------ EXTRACTED MATERIAL

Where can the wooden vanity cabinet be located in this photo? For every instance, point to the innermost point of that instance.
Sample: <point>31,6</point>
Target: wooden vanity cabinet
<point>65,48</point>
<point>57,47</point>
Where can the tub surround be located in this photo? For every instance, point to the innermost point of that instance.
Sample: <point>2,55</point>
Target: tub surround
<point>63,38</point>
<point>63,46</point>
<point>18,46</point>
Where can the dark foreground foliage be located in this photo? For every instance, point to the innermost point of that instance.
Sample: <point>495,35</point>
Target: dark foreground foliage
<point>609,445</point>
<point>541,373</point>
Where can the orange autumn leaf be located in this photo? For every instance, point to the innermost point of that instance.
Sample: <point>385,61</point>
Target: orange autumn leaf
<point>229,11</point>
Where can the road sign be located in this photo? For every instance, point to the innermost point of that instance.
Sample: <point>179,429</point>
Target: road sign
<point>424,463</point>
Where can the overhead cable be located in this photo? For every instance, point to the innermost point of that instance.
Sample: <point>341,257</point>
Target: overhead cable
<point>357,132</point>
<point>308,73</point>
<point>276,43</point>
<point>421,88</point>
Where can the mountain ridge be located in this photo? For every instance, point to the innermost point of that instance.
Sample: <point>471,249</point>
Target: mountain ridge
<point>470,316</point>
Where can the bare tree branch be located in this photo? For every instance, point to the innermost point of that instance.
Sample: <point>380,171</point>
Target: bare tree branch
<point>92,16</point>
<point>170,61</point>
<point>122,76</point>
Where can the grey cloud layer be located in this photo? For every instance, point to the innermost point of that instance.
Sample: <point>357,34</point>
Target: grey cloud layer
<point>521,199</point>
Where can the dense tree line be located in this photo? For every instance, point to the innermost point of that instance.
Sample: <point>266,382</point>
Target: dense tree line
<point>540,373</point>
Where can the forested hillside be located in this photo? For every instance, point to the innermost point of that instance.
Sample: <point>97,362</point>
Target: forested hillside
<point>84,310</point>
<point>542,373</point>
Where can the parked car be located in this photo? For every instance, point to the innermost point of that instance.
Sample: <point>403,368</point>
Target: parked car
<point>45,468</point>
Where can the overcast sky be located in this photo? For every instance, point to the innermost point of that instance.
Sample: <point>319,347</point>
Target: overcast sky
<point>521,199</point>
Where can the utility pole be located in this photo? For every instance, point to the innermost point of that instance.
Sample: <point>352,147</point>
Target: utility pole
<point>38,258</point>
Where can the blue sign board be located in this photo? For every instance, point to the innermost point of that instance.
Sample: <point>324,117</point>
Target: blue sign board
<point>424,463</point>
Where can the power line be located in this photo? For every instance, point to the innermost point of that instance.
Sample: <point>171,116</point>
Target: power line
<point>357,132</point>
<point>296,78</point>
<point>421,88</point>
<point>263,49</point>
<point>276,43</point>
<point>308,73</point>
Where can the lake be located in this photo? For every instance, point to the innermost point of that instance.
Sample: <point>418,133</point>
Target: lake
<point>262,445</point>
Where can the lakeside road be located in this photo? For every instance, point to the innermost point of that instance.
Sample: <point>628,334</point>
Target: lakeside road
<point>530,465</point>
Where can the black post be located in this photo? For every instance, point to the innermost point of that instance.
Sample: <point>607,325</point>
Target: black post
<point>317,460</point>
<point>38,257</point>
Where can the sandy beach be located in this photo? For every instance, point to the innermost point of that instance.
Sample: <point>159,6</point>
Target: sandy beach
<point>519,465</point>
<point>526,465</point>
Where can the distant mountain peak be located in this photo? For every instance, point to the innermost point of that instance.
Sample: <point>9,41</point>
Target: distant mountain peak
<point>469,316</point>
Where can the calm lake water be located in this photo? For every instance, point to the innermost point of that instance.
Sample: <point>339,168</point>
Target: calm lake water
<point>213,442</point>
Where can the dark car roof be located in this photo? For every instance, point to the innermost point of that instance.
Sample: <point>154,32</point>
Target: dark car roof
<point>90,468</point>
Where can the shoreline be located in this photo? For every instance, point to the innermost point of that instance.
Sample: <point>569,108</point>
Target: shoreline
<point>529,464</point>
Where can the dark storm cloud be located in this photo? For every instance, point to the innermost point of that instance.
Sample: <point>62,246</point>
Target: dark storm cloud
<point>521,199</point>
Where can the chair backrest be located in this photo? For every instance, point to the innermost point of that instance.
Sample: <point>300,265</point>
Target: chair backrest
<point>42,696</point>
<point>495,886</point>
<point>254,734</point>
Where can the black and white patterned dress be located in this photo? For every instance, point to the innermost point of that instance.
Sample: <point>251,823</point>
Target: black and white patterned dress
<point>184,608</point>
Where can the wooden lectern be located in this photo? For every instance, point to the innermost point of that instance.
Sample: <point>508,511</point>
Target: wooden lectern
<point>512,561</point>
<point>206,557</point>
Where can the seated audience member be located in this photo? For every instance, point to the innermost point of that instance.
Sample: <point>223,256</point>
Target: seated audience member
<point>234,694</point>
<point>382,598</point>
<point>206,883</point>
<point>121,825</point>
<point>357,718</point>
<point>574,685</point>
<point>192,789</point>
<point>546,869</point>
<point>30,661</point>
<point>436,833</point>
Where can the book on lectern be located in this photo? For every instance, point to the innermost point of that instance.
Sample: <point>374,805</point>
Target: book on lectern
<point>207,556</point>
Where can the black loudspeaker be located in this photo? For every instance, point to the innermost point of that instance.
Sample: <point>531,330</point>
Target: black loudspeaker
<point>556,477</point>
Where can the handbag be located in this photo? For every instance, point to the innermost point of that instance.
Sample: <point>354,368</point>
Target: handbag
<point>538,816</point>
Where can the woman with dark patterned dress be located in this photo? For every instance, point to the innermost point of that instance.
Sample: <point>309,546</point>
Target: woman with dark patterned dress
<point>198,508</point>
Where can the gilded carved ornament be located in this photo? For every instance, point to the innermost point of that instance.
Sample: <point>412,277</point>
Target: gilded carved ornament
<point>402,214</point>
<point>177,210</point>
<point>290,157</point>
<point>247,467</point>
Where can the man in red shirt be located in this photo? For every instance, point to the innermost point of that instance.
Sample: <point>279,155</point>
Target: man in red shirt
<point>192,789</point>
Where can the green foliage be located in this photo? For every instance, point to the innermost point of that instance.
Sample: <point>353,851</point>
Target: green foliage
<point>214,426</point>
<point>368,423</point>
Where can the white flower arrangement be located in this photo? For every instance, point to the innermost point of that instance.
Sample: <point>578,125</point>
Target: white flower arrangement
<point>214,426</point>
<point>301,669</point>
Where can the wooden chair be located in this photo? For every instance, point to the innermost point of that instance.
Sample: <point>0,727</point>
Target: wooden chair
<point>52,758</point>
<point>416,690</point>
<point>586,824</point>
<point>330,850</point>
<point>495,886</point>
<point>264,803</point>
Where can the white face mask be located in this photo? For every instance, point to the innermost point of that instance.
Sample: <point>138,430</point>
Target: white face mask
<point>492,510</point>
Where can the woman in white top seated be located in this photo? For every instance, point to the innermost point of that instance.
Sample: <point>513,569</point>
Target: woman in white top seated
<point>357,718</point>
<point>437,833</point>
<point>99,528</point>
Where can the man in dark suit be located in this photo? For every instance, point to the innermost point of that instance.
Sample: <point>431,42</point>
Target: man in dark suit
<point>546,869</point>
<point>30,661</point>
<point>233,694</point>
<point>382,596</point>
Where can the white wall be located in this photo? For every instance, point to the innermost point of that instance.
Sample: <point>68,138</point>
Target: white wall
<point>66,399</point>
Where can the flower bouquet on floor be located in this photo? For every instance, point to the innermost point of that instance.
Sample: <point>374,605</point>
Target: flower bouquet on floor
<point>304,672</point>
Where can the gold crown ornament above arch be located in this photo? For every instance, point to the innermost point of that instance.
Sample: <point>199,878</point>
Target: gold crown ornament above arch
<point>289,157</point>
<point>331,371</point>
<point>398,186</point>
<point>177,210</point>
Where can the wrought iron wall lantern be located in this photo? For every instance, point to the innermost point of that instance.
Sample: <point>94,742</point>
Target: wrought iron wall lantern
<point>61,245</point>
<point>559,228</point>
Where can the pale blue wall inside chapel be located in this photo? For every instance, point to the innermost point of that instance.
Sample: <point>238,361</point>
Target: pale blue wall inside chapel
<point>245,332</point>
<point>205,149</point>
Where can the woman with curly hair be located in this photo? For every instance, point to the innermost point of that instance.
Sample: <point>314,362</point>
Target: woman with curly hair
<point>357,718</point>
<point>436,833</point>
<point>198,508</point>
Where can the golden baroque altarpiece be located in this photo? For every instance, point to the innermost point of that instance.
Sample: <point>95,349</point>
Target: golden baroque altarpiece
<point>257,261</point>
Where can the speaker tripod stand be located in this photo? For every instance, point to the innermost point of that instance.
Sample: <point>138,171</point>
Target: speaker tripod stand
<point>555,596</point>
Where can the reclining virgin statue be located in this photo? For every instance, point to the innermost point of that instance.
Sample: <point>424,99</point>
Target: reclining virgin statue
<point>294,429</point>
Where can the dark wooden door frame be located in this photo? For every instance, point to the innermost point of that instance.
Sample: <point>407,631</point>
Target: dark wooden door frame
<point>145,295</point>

------------

◆ WORK REQUIRED
Output exactly the leading lines of the data, up to and including the line marked by "Where can the dense".

◆ RESULT OF THIS TASK
Where can the wooden vanity cabinet be located in this photo? For every instance, point to the innermost point of that instance.
Sample: <point>31,6</point>
Target: wooden vanity cabinet
<point>65,48</point>
<point>57,47</point>
Where can the tub surround be located in this photo? For every instance, point to the innermost point of that instance.
Sample: <point>2,55</point>
Target: tub surround
<point>63,38</point>
<point>63,46</point>
<point>18,46</point>
Where can the dark foreground foliage be located in this photo? For every instance, point to the innermost point of that instance.
Sample: <point>495,35</point>
Target: dark foreground foliage
<point>609,445</point>
<point>541,373</point>
Where can the orange autumn leaf be located in this photo? For every instance, point to the innermost point of that instance.
Sample: <point>385,61</point>
Target: orange autumn leaf
<point>229,11</point>
Where can the road sign be located in this photo? For every instance, point to the innermost point of that instance.
Sample: <point>179,429</point>
Target: road sign
<point>424,463</point>
Where can the overhead cable be located in this photo? For every instance, point to the innermost point of that instance.
Sample: <point>341,257</point>
Target: overhead cable
<point>357,132</point>
<point>308,73</point>
<point>276,43</point>
<point>421,88</point>
Where can the mountain ridge be located in this photo? For every instance, point to the innermost point of that instance.
Sample: <point>471,249</point>
Target: mountain ridge
<point>470,316</point>
Where can the bare tree branch be located in this photo? For every instance, point to the innermost point of that instance.
Sample: <point>380,171</point>
Target: bare tree branch
<point>92,16</point>
<point>170,61</point>
<point>122,76</point>
Where can the grey cloud layer be located in this photo? For every instance, point to the innermost point of that instance.
Sample: <point>357,34</point>
Target: grey cloud layer
<point>521,199</point>
Where can the dense tree line be located in this photo? For every instance, point to the innermost point of that instance.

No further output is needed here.